====== Listing ======
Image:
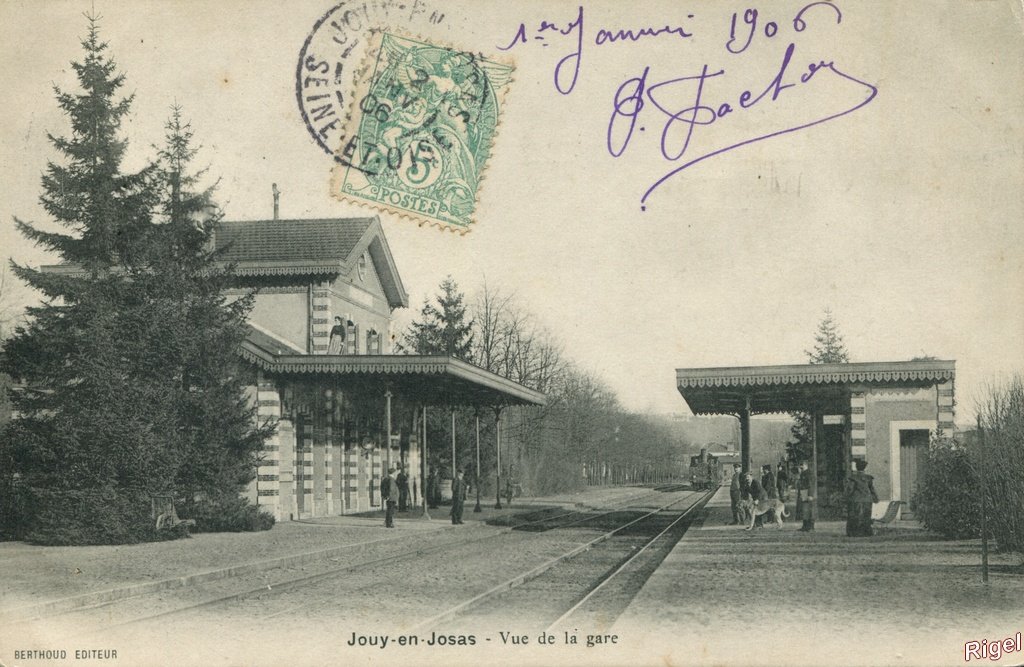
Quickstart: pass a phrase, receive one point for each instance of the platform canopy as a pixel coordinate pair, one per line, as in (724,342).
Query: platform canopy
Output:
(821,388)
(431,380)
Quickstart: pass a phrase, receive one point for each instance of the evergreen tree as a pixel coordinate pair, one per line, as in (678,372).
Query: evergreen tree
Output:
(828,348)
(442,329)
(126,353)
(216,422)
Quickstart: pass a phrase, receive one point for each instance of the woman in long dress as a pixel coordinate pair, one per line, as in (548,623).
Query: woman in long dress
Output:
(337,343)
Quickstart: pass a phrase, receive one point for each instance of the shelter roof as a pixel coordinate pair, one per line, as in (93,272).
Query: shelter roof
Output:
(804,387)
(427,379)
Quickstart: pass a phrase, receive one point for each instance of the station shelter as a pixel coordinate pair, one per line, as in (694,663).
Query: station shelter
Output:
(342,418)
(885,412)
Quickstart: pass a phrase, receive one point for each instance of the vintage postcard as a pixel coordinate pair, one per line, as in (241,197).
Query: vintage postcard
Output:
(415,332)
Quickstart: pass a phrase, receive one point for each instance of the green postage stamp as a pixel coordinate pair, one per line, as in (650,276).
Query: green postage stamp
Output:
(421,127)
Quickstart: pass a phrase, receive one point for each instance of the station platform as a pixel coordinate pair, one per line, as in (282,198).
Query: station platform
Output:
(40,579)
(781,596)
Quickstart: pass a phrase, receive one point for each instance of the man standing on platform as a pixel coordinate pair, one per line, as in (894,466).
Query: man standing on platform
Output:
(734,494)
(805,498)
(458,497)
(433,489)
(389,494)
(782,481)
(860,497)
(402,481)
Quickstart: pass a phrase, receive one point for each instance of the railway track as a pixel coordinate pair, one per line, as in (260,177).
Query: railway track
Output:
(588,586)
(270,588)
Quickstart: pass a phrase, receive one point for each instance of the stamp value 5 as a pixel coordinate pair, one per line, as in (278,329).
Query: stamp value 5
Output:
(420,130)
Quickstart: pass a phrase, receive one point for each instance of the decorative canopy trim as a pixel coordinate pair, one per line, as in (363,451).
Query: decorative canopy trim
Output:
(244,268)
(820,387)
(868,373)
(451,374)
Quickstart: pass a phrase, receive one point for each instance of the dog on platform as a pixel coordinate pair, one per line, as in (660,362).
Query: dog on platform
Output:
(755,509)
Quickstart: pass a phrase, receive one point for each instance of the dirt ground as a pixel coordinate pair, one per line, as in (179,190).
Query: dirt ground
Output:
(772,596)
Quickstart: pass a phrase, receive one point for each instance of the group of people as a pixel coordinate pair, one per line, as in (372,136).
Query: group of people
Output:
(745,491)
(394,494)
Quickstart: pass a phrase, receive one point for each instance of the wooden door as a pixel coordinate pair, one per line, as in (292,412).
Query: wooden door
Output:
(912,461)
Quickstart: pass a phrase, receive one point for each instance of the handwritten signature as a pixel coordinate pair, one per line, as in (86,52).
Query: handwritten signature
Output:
======
_What needs to be done_
Reproduce all of the data above with "pixel coordinate pair" replaced by "screen coordinate pair" at every occurrence, leaving everything else unchanged. Omit the pictures from the output.

_Written solution_
Image:
Quickstart: pass a phrase, receive one point for each instance of the platform canopy as a screen coordinate pair, one per line, as in (724,342).
Query: platform canopy
Output:
(821,388)
(431,380)
Quickstart: pass a phrase, receive one point for each instance of the evergreen tree as a screen coordinate pair, one per line, as in (678,372).
Query: evergreen tree
Output:
(828,348)
(442,329)
(126,353)
(216,422)
Quickstart: pass a phrase, receive one point for each instance of the woman in long dress as a screen coordinate pair, one per line, as in (548,623).
Query: woman in long dress
Output:
(337,343)
Quickstart: pass a phrase, receive one point for each instance of the shelter roof as a screen coordinate pair, one per line, as in (93,272).
Query: shelter roof
Output:
(804,387)
(427,379)
Quickstart: pass a phrase, receive one point for each instance of the station shelter as a screen coordinate pair, one per line, as in (694,663).
Query: station shelter
Output:
(342,418)
(885,412)
Quickstart: pass a phrase, receive one point for each instance of the vintage postcard as a screen coordinate pair, one per line, as in (241,197).
Query: vintage postcard
Output:
(415,332)
Quickstart: pass a phrase, receive one point for each instance of the green postage stamp as a screen coordinate pair, one per line, as in (650,276).
Query: green postage stamp
Output:
(421,127)
Quickstart: pass a phrase, receive one point for each instance of the station platform as a screen coordinate pair, one per line, as in (282,198).
Query: station platform
Output:
(40,579)
(781,596)
Quickstart: pass a phrase, receive one point for each instance of the man standing on platform as a screen coordinate pair, one per line, as in (894,466).
Query: man standing on platform
Output:
(734,494)
(805,498)
(458,497)
(433,489)
(389,494)
(782,481)
(860,497)
(402,481)
Quickstart: pass a phrase, receive one point for each instance of the railway track as a screen coordinate pair, one per line, as in (260,177).
Query: railway track
Output:
(588,586)
(270,588)
Quickstart: pass a phrase, receive one point for each instance of the stamp value 5 as a screen coordinate pair, one per line, as in (278,329).
Query: stamp value 5
Output:
(420,130)
Quickstart: pass a phrase, receive one point for each instance of the decorative canopy trim as a screen coordinate pair, one per line, as in (363,451).
Query: decorative canopy trim
Output:
(244,268)
(820,387)
(868,373)
(451,374)
Quickstart: pass a phrase, receive one point for each instance of the dog on platform as a screen coordinate pair, one per line, as in (660,362).
Query: dog on platform
Output:
(755,509)
Quickstart: pass a phrase, receive one point for each instance of the dirt ground as a screen coordinate pair, one per line, as in (179,190).
Query: dirt ground
Output:
(772,596)
Quickstart: pass a phrase, receive one point for each instance of the group of people as a screen coordinate pair, one per line, as in (372,136).
Query: group of people
Output:
(745,491)
(394,494)
Quickstart: pass a phrase, receive one point for each instance of the wooden door as a screen coordinate pair, one per line, as in (292,412).
Query: wooden door
Output:
(912,461)
Quickstart: pass a phrase, receive one point for each instance of the handwritten signature as a screen coordinate pair, one per line, as in (86,52).
Query: handwritten signature
Output:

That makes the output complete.